BEGIN

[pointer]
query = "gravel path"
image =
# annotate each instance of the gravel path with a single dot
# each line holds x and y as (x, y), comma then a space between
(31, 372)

END

Work to complete ▸
Pull out every line of the records above that contains the word "path".

Response ▸
query = "gravel path"
# annotate each instance of the gravel path with a single dot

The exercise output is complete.